» PROBLEM STATEMENT:
Copy out each line below that contains the word "ground".

____ MATERIAL SUPPLIED

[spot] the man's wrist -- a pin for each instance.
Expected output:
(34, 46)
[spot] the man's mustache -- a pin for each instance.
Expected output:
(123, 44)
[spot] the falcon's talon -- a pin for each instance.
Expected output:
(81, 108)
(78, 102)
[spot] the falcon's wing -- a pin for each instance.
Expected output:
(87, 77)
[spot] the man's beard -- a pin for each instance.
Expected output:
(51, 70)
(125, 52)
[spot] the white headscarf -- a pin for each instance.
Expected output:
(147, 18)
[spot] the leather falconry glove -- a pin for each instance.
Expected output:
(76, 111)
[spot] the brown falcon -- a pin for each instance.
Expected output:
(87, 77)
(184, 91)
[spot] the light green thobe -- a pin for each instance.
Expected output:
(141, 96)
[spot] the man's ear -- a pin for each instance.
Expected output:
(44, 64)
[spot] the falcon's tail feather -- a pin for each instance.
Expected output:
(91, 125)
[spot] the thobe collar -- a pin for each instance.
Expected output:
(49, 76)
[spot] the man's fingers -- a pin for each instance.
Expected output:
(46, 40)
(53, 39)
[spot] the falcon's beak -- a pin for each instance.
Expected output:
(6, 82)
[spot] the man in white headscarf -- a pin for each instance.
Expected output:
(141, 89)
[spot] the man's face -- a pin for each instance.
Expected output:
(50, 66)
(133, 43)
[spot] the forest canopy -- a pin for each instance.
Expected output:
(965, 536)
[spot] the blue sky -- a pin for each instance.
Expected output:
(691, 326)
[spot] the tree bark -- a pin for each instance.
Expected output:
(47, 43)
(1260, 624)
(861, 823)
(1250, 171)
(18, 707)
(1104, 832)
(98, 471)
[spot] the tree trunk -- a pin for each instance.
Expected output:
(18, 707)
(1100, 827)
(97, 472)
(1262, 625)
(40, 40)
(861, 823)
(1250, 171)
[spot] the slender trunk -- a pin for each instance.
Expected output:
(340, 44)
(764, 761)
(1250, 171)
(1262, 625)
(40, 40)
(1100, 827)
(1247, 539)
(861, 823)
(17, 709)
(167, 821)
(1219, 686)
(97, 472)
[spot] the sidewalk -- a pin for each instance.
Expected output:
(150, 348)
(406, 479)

________
____ MATERIAL SUPPLIED

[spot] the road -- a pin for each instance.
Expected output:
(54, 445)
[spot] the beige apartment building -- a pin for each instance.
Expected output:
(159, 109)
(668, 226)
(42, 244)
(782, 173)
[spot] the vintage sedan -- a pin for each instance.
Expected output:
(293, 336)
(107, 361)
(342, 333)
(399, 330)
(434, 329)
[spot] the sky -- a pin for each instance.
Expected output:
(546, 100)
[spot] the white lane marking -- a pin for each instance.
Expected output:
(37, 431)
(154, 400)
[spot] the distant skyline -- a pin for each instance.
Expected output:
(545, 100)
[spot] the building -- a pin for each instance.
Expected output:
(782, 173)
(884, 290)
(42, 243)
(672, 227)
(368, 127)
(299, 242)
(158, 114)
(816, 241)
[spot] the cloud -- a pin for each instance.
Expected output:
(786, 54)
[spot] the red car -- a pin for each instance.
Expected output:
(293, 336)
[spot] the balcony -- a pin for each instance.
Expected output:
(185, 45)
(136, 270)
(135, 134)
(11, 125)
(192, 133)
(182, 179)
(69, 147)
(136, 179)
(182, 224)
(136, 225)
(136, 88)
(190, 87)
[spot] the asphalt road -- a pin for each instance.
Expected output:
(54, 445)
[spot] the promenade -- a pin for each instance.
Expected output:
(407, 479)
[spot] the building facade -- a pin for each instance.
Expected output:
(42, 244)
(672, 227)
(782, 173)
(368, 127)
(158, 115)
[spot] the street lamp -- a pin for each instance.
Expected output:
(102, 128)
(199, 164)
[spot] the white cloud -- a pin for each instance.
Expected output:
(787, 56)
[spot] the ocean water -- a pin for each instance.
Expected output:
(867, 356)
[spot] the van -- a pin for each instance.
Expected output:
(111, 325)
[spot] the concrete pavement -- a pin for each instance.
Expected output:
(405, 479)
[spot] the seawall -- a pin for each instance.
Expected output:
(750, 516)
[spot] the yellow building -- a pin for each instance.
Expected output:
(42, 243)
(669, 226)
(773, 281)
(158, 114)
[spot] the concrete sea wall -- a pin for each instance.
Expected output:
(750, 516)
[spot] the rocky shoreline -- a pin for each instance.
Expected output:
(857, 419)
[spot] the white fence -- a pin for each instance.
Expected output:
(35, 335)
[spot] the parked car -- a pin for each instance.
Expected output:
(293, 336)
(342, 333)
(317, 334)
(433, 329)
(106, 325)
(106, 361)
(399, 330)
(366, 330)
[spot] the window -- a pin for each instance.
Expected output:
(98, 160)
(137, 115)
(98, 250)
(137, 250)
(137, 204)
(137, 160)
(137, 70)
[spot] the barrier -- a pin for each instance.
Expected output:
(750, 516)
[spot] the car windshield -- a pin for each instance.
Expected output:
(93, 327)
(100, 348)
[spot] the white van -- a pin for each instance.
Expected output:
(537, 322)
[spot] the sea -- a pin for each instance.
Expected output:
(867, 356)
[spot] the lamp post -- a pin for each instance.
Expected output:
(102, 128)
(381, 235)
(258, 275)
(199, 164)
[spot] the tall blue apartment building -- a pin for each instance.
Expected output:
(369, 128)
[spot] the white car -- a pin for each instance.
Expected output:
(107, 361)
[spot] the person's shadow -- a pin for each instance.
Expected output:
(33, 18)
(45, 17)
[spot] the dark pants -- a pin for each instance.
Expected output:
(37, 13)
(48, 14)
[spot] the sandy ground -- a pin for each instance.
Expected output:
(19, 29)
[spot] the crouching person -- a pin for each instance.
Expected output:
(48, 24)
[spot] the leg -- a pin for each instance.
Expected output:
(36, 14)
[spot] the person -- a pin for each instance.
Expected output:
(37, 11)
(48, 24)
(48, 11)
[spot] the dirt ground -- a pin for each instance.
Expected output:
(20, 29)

________

» RESPONSE:
[spot] the sandy ground -- a pin for each instance.
[spot] the dirt ground -- a pin for each instance.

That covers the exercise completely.